#### Task prompt:
From the line containing "Can you see the ruined" to the end of the listing, write out every line exactly; leave out everything else.

>> BEGIN Data extract

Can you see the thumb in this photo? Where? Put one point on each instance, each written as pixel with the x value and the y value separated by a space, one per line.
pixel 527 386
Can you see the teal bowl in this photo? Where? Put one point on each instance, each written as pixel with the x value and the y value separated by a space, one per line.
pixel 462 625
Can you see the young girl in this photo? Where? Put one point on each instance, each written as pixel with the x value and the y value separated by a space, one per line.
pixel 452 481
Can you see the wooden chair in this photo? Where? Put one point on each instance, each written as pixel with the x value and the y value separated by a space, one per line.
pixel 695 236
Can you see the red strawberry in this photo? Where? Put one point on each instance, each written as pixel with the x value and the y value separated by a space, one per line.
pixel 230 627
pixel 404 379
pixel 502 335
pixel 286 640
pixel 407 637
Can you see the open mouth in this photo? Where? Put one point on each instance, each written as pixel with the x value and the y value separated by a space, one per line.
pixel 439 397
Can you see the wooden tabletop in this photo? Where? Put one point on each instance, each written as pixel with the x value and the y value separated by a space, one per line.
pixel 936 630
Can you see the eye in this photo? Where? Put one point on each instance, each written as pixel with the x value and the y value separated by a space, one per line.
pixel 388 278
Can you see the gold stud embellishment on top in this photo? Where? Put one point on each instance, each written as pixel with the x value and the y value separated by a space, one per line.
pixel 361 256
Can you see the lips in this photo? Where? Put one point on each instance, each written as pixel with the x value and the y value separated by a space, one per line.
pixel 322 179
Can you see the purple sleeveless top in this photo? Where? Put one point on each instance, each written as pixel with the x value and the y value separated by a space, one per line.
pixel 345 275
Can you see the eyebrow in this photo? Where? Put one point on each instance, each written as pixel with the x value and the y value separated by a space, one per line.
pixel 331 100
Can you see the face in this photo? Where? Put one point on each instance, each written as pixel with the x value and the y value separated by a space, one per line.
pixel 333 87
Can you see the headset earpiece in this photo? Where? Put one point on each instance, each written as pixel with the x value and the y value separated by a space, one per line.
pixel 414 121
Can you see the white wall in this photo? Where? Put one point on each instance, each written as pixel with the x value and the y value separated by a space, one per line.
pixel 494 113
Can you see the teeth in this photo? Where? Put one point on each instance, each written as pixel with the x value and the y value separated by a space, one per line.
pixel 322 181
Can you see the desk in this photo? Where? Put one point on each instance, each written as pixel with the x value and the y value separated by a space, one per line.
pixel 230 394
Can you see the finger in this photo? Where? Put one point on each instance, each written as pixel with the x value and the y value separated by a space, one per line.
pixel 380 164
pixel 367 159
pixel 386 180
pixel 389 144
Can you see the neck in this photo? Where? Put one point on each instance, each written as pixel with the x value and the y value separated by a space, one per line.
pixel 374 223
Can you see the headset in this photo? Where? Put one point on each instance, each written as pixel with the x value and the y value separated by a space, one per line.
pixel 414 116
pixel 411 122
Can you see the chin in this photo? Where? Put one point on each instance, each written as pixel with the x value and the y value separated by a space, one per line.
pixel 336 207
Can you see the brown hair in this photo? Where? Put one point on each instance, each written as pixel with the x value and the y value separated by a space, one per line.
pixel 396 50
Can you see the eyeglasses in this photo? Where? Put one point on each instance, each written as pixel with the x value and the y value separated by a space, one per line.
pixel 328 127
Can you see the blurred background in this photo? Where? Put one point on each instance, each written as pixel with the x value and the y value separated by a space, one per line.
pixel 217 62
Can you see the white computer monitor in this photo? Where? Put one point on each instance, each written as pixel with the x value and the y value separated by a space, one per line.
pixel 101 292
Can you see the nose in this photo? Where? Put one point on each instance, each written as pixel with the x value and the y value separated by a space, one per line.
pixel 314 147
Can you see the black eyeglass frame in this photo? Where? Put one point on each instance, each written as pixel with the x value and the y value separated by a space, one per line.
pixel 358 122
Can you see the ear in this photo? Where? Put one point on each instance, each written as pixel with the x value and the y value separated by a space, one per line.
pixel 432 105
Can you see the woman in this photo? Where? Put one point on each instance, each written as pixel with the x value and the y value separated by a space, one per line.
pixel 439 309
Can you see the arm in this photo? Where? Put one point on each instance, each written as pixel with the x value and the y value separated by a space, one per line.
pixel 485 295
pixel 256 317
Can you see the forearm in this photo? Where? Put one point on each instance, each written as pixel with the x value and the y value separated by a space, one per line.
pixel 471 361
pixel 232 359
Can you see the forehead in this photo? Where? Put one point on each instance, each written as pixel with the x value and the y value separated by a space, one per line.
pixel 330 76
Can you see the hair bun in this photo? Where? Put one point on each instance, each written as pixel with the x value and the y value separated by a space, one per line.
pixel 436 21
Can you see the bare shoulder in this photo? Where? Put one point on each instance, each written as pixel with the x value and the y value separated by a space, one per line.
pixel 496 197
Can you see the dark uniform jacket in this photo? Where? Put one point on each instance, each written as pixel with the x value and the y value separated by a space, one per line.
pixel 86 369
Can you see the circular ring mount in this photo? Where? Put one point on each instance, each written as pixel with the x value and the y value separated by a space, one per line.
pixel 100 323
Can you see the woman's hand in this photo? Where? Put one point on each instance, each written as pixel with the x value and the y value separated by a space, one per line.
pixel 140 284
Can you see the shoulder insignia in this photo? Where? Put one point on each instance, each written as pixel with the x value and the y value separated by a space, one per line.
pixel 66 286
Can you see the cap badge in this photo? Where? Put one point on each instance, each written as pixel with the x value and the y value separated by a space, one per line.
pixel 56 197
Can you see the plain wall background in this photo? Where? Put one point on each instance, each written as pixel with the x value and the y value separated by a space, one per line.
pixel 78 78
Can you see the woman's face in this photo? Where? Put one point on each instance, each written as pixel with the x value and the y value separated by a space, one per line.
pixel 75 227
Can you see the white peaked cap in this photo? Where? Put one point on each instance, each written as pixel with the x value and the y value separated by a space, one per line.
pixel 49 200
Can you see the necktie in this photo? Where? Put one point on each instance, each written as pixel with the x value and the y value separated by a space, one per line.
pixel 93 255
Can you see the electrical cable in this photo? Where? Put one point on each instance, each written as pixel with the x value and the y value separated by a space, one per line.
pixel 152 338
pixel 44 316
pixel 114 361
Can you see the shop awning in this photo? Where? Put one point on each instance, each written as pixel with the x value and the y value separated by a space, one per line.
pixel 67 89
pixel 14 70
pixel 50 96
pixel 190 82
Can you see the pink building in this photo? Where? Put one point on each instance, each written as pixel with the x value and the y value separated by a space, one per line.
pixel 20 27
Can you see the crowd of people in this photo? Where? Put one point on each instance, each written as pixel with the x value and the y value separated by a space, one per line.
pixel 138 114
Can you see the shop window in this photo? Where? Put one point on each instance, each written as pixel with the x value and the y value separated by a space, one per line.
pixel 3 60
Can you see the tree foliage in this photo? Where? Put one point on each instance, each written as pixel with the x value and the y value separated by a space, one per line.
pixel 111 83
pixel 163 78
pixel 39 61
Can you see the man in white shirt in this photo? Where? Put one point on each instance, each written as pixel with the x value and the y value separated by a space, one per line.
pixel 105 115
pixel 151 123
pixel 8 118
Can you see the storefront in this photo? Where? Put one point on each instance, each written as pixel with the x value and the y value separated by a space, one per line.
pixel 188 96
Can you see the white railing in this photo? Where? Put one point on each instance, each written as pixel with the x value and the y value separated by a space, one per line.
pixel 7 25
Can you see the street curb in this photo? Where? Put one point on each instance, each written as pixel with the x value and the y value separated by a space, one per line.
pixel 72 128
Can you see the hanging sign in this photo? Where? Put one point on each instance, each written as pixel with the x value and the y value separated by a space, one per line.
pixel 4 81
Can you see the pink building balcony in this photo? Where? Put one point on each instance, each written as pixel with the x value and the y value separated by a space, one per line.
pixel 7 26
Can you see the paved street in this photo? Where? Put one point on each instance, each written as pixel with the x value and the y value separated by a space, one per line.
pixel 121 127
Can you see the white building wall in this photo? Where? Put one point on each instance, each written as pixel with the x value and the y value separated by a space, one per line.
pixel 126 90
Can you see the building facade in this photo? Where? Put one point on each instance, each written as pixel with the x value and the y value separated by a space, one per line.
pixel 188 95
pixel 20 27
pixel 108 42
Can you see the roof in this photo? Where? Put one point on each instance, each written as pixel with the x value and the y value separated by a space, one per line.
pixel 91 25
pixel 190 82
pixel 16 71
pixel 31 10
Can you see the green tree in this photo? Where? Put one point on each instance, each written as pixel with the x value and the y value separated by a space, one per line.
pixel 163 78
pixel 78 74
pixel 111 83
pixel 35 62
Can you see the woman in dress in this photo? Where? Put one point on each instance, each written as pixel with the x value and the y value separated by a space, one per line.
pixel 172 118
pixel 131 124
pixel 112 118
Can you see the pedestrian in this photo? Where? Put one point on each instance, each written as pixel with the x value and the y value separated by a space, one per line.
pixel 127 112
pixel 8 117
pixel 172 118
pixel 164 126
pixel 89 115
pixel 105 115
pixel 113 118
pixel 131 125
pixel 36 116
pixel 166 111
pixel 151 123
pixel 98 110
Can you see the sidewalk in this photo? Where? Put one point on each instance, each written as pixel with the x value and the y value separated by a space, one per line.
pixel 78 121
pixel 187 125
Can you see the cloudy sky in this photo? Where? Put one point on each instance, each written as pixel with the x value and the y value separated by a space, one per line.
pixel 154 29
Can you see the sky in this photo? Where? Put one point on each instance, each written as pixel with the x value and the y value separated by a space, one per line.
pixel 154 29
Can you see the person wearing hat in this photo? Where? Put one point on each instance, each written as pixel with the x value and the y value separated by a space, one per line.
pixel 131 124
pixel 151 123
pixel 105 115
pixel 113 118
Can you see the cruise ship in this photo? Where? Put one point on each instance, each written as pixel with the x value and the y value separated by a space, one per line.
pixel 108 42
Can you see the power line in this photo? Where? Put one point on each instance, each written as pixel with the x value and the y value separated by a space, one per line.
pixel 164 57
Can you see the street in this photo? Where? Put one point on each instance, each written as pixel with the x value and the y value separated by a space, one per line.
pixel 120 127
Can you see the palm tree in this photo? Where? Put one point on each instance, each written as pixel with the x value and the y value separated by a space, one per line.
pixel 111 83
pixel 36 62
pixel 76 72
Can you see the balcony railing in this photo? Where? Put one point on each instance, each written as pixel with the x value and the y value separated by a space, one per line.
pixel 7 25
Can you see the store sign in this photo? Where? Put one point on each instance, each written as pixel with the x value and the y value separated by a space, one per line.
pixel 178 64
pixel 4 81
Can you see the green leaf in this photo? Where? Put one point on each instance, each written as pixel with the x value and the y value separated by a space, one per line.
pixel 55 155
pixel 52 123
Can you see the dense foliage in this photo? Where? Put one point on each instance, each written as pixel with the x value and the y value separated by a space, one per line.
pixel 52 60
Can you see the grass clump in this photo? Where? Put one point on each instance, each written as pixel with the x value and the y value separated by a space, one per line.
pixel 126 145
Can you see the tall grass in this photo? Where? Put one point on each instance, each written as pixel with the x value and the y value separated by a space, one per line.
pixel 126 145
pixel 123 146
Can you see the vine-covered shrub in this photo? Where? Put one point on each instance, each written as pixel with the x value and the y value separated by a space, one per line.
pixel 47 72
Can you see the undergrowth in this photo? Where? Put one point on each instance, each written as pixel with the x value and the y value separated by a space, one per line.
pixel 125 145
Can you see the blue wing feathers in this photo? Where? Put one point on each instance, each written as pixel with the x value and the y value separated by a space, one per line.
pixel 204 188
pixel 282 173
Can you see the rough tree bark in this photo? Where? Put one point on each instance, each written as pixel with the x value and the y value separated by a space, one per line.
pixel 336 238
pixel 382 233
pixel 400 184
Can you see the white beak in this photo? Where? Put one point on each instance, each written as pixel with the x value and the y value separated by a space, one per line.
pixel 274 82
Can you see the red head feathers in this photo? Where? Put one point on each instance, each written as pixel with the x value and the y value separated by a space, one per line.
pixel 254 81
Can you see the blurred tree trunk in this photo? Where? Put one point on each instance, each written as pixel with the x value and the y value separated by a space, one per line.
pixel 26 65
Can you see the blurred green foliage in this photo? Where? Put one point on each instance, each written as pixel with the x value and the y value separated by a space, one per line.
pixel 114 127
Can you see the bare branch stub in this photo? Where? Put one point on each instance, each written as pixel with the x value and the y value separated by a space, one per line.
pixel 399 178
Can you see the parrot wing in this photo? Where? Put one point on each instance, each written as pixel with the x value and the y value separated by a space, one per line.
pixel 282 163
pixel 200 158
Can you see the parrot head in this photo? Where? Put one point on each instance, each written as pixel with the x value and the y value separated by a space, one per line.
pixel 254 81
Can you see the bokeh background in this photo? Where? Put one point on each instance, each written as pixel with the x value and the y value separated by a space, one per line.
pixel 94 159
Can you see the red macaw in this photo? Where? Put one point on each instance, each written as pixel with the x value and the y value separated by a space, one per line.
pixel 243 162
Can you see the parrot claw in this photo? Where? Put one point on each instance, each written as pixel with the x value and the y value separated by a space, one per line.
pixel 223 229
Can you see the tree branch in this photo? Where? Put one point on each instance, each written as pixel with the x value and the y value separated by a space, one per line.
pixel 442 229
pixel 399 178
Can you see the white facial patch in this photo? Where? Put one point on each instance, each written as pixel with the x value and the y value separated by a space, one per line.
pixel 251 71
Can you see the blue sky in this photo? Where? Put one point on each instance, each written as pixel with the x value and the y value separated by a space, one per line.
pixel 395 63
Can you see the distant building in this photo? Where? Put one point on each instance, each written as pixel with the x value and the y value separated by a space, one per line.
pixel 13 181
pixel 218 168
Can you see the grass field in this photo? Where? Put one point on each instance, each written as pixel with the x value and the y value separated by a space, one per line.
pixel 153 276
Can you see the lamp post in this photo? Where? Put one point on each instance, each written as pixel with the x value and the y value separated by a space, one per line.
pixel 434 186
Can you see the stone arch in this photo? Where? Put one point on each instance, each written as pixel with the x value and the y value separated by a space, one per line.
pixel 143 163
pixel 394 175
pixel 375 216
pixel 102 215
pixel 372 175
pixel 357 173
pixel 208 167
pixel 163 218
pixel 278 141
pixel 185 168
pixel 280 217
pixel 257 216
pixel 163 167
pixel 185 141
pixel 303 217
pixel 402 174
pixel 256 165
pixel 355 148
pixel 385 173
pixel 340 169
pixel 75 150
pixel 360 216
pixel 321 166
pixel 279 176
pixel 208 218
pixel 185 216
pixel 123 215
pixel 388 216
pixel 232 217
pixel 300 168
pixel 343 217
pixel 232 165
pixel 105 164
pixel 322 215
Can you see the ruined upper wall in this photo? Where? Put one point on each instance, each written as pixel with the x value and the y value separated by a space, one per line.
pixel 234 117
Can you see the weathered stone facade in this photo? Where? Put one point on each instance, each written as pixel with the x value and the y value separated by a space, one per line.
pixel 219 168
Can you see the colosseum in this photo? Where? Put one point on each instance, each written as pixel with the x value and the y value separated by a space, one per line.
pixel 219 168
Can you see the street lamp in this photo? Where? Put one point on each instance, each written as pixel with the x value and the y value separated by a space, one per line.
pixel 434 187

>> END Data extract

#### Result of the task:
Can you see the ruined upper wall in this photo? Where? Put one point on each instance, each written as pixel with the x value and the y value separated by a space, one per line.
pixel 234 117
Can you see the weathered stone facade in this photo? Where? Put one point on each instance, each written as pixel with the x value and the y value separated by a space, one per line.
pixel 219 168
Can you see the colosseum in this photo? Where? Put one point on each instance, each written as pixel with the x value and the y value separated by a space, one per line.
pixel 219 168
Can you see the street lamp in this photo? Where? Put one point on each instance, each written as pixel with the x value and the y value separated by a space, one per line.
pixel 434 187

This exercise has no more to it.